Required action
In the Seattle December flashback post below, who agreed to help carry the dog to the car?

Document passage
--- START ---

Sunday, December 21, 2008

Seattle December Flashback

I simply could not see him suffer any longer - he had to go now. But,. who could I call on to help me, with my sprained ankle, to carry a 70 lb dog down the ice-covered front stops and into the car during this December storm? As a single woman, I'm always taking stock of who I can contact for help. I did the obvious - trying my neighbors first. After all, we were friends; we helped each other out, right? At least we had a block party once a year, does that count? What is the definition of "friend" anyhow? I tried several numbers but nobody was home on this Saturday night a couple of weeks before Solstice. Or, everyone was screening their calls. Finally, someone picked up the phone. "Yes," Ethan said. He and Holly would help me. After Gibson was loaded into my Subaru wagon, I drove off into the night on roadways thick with lumpy gray ice towards the emergency vet clinic. I had rarely felt so alone.

--- END ---

Data under study
--- START ---

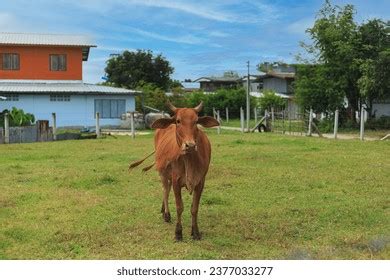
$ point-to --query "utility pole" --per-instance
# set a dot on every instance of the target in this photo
(248, 101)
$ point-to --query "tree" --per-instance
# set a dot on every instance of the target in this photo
(17, 117)
(374, 82)
(314, 88)
(133, 69)
(350, 61)
(151, 96)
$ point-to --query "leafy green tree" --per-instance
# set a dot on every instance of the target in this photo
(336, 48)
(351, 61)
(132, 69)
(314, 88)
(374, 82)
(17, 117)
(151, 96)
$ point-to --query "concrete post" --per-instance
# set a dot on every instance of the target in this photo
(97, 125)
(242, 119)
(362, 116)
(336, 123)
(219, 120)
(310, 122)
(255, 114)
(54, 126)
(227, 115)
(132, 124)
(6, 128)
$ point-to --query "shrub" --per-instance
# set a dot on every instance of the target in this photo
(17, 117)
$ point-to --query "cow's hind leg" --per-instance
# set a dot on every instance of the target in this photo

--- END ---

Worked solution
Ethan and Holly.